• [Instructions for the task] Report every line in the rows below that contains the string "shoe", copying each such line in full. Case counts when matching.

Records from a data source
-=-=-=-=-

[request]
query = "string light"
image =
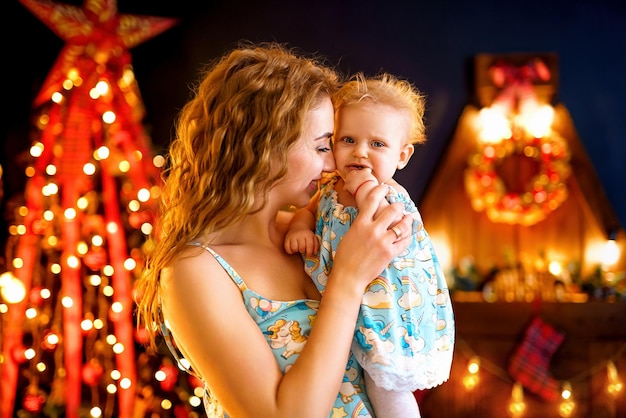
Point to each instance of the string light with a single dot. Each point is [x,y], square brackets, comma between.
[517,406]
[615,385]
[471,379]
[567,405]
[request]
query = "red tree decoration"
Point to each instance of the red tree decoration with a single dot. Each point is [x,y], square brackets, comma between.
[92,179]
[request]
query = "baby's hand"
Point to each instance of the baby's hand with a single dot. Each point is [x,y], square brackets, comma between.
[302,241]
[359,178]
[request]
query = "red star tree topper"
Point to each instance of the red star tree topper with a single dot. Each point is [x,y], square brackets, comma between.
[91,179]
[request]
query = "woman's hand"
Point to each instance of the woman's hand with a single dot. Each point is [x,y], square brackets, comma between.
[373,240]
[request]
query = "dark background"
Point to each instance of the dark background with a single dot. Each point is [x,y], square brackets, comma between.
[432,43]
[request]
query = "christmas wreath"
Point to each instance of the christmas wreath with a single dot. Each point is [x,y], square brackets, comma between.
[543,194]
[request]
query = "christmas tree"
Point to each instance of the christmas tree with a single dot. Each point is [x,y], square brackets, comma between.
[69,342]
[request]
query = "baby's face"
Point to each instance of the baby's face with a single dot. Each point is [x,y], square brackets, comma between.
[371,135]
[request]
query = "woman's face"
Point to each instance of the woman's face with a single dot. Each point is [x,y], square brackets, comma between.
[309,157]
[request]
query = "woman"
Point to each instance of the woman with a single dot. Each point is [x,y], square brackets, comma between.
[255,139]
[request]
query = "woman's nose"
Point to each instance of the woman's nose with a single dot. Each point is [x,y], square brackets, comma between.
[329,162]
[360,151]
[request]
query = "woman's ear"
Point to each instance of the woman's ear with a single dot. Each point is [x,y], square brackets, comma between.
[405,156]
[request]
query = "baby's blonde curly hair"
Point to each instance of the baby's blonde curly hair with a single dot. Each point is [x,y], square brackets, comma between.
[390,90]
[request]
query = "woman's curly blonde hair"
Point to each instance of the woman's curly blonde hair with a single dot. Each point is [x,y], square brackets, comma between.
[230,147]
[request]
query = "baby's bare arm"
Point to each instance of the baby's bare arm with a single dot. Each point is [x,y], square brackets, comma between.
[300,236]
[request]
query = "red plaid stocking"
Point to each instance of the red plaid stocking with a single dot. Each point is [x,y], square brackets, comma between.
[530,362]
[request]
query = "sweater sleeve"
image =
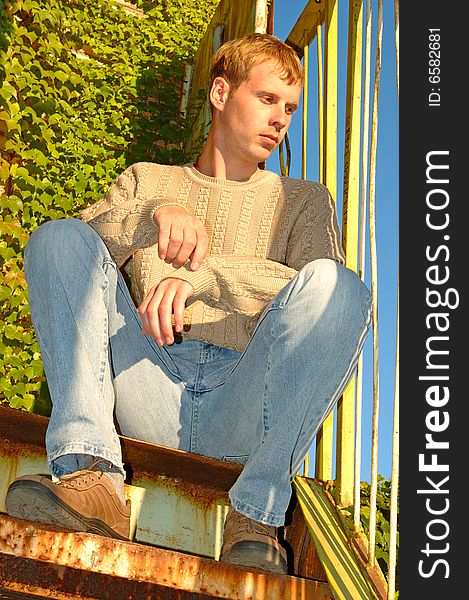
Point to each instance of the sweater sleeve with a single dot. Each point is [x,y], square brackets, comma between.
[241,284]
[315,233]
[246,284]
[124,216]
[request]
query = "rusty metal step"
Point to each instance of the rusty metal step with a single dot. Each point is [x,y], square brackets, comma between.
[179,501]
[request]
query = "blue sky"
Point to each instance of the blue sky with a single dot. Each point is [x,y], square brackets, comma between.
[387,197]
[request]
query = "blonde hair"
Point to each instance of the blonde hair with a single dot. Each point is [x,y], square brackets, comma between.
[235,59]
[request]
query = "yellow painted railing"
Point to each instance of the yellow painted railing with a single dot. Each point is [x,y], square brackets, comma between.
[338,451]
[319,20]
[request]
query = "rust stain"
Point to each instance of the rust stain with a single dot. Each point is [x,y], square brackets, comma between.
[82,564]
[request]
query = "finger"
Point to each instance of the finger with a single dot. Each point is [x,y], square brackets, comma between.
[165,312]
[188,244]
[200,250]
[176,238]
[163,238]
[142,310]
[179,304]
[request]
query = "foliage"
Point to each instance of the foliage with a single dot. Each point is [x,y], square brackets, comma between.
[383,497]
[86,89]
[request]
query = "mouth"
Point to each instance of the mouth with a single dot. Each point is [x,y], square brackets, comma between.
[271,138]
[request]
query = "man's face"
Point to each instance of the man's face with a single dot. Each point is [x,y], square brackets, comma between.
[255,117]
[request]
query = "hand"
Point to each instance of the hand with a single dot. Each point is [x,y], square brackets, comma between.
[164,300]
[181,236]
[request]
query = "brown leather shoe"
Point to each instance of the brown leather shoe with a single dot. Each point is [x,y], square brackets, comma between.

-=-=-=-=-

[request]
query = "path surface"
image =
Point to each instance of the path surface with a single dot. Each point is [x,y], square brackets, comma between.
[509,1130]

-=-=-=-=-

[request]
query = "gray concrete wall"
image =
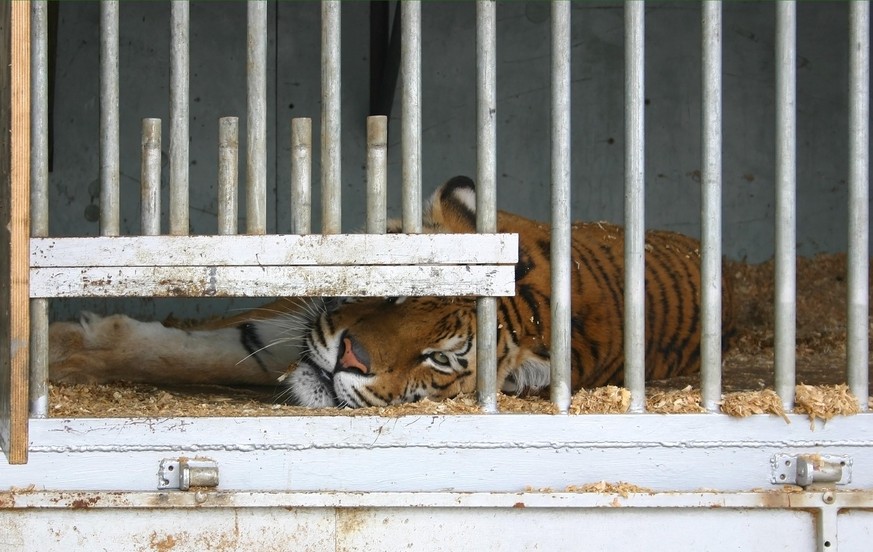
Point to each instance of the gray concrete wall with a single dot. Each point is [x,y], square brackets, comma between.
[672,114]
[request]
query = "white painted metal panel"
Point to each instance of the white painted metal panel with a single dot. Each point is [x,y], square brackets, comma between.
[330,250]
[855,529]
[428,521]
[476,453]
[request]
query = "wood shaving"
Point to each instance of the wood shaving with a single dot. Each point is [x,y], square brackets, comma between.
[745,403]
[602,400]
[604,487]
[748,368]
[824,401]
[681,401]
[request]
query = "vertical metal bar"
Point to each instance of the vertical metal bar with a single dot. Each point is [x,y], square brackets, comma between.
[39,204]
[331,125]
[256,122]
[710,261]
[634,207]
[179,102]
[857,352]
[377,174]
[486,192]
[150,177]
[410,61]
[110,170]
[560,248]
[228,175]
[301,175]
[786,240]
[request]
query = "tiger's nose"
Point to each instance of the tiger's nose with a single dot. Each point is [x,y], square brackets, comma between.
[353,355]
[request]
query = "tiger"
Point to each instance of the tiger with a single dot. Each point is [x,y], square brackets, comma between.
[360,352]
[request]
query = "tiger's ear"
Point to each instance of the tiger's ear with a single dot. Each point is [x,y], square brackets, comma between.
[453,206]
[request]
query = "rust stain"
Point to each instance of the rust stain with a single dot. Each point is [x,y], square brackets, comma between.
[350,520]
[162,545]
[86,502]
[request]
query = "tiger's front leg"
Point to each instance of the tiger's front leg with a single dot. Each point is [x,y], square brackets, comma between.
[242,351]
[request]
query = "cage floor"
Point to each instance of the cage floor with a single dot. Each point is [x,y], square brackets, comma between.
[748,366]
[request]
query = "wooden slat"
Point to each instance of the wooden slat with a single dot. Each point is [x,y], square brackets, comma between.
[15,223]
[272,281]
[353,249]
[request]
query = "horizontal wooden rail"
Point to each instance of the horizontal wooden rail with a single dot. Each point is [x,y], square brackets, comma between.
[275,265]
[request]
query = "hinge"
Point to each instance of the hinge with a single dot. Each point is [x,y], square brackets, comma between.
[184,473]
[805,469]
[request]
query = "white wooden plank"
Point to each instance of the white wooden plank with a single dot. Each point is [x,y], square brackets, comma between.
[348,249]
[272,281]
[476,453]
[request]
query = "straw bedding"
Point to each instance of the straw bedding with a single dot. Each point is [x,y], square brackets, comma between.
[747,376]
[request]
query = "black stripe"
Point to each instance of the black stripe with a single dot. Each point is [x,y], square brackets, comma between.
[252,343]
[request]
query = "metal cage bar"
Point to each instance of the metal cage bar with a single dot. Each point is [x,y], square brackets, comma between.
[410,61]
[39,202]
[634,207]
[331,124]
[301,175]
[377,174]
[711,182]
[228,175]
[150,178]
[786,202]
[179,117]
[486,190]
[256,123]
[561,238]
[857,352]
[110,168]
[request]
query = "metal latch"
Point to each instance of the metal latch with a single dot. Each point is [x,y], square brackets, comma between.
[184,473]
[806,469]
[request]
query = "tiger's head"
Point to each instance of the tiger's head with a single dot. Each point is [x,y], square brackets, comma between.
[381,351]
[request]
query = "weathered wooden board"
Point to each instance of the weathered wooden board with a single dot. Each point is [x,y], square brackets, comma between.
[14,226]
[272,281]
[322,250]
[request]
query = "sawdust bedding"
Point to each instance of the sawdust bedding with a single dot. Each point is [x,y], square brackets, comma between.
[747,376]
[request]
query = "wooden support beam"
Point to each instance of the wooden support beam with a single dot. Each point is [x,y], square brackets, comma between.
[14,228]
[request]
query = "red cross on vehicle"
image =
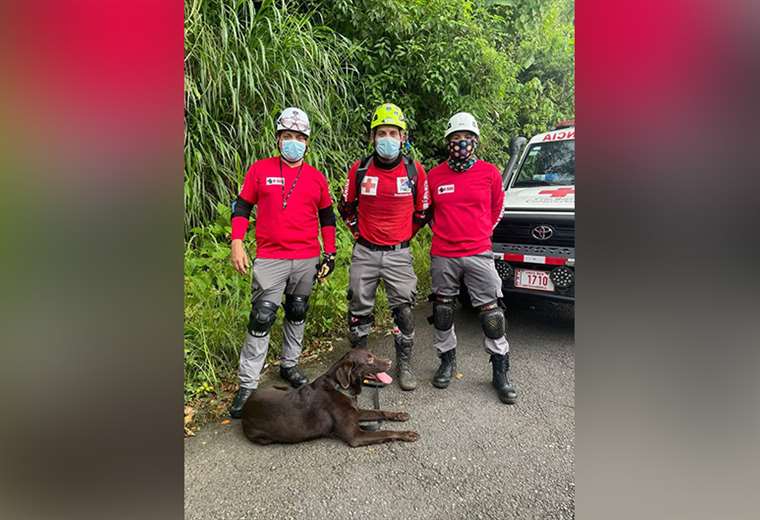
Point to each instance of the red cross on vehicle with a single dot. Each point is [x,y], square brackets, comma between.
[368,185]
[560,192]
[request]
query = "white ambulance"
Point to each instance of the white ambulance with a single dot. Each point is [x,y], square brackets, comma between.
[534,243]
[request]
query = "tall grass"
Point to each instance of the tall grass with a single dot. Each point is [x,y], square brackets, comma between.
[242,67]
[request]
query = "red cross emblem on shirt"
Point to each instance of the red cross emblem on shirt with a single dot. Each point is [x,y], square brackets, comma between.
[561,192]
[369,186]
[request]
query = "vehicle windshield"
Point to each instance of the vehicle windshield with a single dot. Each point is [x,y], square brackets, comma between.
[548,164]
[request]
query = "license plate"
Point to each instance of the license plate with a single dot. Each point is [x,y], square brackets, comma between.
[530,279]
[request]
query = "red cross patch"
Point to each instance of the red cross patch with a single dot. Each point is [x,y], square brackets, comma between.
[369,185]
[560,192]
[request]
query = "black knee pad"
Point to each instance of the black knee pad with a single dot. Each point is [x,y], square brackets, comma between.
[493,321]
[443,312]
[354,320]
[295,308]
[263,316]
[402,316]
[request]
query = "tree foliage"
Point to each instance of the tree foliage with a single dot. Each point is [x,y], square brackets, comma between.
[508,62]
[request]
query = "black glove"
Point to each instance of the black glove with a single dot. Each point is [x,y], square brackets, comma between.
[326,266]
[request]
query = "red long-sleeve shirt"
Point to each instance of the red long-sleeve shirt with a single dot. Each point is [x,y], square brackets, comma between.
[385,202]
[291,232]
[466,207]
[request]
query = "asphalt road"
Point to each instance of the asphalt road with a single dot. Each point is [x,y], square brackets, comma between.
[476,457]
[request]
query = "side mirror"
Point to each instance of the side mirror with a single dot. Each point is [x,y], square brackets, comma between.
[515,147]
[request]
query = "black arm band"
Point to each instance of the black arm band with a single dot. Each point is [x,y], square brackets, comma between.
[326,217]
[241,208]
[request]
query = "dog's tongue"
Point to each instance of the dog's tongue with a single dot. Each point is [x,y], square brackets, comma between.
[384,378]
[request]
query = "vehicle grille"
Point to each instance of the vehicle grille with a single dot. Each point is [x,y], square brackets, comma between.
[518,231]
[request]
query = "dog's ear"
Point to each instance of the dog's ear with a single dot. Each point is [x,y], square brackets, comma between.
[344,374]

-=-=-=-=-

• [Solution for this exercise]
query = "brown leather shoe"
Point to each instance of the brown leather shoe with a single dot. Each point is [x,y], square brackets, comma between.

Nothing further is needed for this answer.